**Try it:** Return all the records, each one exactly as given.

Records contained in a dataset

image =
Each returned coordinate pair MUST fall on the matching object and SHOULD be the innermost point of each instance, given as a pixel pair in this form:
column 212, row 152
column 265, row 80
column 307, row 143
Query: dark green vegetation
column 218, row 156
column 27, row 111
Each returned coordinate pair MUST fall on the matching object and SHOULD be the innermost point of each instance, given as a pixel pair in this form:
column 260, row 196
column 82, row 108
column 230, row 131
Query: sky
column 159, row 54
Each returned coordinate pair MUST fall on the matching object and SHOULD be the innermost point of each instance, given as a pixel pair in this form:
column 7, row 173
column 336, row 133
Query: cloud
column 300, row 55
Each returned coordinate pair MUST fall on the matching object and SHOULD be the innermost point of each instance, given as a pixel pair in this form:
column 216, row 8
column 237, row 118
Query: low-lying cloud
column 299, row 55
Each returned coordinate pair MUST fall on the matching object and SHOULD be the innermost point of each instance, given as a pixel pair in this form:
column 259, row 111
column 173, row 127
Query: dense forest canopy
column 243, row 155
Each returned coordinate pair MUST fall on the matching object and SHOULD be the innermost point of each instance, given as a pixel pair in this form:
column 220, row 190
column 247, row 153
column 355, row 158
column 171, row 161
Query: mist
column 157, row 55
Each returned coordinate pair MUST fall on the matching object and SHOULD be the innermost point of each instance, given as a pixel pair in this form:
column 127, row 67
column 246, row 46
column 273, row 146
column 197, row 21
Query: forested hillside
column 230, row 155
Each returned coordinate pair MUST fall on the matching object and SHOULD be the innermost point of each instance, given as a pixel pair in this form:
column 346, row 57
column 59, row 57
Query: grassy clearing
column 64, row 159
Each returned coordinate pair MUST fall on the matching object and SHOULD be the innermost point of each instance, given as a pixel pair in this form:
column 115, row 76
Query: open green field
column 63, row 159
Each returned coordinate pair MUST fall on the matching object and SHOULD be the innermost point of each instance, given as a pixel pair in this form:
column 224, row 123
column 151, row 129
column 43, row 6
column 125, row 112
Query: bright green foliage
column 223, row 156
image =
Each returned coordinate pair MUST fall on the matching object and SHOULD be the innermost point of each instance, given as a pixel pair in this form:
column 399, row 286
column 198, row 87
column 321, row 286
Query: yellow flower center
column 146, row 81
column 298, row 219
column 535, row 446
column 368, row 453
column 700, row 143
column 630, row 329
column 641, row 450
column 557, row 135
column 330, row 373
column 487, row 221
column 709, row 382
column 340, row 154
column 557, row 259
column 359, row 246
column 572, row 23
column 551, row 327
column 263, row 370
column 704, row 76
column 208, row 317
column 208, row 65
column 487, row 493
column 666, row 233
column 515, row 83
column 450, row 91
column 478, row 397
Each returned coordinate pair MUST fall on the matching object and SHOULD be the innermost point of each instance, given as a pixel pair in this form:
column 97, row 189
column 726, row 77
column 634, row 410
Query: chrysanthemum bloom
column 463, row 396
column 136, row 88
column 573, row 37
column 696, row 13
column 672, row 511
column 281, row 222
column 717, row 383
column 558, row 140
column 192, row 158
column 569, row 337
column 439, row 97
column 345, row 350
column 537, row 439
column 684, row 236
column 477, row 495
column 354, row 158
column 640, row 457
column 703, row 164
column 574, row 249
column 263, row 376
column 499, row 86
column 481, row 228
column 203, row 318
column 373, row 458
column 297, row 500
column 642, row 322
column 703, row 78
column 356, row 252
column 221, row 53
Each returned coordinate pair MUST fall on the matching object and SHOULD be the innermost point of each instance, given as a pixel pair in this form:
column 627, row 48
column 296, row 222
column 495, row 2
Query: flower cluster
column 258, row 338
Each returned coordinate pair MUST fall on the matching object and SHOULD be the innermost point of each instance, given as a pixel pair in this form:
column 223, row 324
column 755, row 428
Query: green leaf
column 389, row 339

**Result of this task:**
image =
Each returned coordinate pair MUST fall on the matching object and SHOULD be the innermost point of each instance, given as a pixel pair in this form:
column 212, row 152
column 265, row 80
column 307, row 143
Query: dark green vegetation
column 218, row 156
column 27, row 111
Each returned coordinate pair MUST fall on the matching object and SHOULD be the innermost point of each instance, given as a pixel pair in this form:
column 260, row 196
column 82, row 108
column 230, row 131
Query: sky
column 159, row 54
Each returned coordinate pair MUST fall on the matching object and SHOULD be the innermost point of each instance, given as a pixel pair in this form:
column 7, row 173
column 336, row 133
Query: cloud
column 300, row 55
Each returned coordinate pair MUST fall on the matching object and SHOULD be the innermost point of each instance, given as a pixel pair in this form:
column 216, row 8
column 237, row 118
Query: low-lying cloud
column 299, row 55
Each returned coordinate pair MUST fall on the matching object and SHOULD be the innermost point of each instance, given as a pixel pair in this form:
column 259, row 111
column 173, row 127
Query: dense forest canopy
column 243, row 155
Each returned coordinate pair MUST fall on the matching object and SHOULD be the innermost point of each instance, given as a pixel pair in this form:
column 220, row 190
column 247, row 153
column 355, row 158
column 171, row 161
Query: mist
column 157, row 55
Each returned coordinate pair MUST fall on the matching object and SHOULD be the innermost point of each instance, given as a pixel pair in this form:
column 127, row 67
column 246, row 46
column 273, row 146
column 197, row 21
Query: forested hillside
column 230, row 155
Each returned coordinate pair MUST fall on the matching object and SHOULD be the innermost point of each instance, given as a pixel pair in this form:
column 346, row 57
column 59, row 57
Query: grassy clearing
column 64, row 159
Each returned coordinate pair MUST fall on the matching object and SHOULD be the innermost point of each instance, given as a pixel pair in this form:
column 115, row 76
Query: open green field
column 63, row 159
Each returned coordinate pair MUST fall on the matching object and SHOULD be the innermost point of each instance, given as a pixel pair in this form:
column 224, row 123
column 151, row 129
column 43, row 6
column 125, row 112
Query: bright green foliage
column 223, row 156
image =
Each returned coordinate pair MUST fall on the matching object and SHOULD be the innermost point of each instance, given as a pixel pair in this form:
column 399, row 286
column 198, row 87
column 321, row 286
Query: yellow flower center
column 146, row 81
column 298, row 219
column 535, row 446
column 368, row 453
column 700, row 143
column 630, row 329
column 641, row 450
column 557, row 135
column 330, row 373
column 487, row 221
column 709, row 382
column 340, row 154
column 557, row 259
column 359, row 246
column 572, row 23
column 551, row 327
column 263, row 370
column 704, row 76
column 208, row 317
column 208, row 65
column 487, row 493
column 666, row 233
column 515, row 83
column 450, row 91
column 478, row 397
Each returned coordinate pair MUST fall on the matching object and SHOULD be the innermost point of each instance, given as a pixel pair in this form:
column 97, row 189
column 726, row 77
column 634, row 410
Query: chrysanthemum bloom
column 463, row 396
column 136, row 88
column 573, row 37
column 696, row 13
column 672, row 511
column 281, row 222
column 717, row 383
column 558, row 140
column 192, row 158
column 569, row 337
column 439, row 97
column 345, row 350
column 537, row 439
column 684, row 236
column 477, row 495
column 354, row 158
column 640, row 457
column 703, row 164
column 574, row 249
column 263, row 376
column 499, row 86
column 481, row 228
column 203, row 318
column 373, row 458
column 297, row 500
column 642, row 322
column 703, row 78
column 356, row 252
column 221, row 53
Each returned coordinate pair MUST fall on the matching object and SHOULD be the innermost point of each instance, given as a pixel pair in this form:
column 627, row 48
column 296, row 222
column 495, row 2
Query: flower cluster
column 258, row 338
Each returned coordinate pair MUST fall on the matching object and SHOULD be the innermost point of each instance, given as a pixel pair in this form:
column 223, row 324
column 755, row 428
Query: green leaf
column 389, row 339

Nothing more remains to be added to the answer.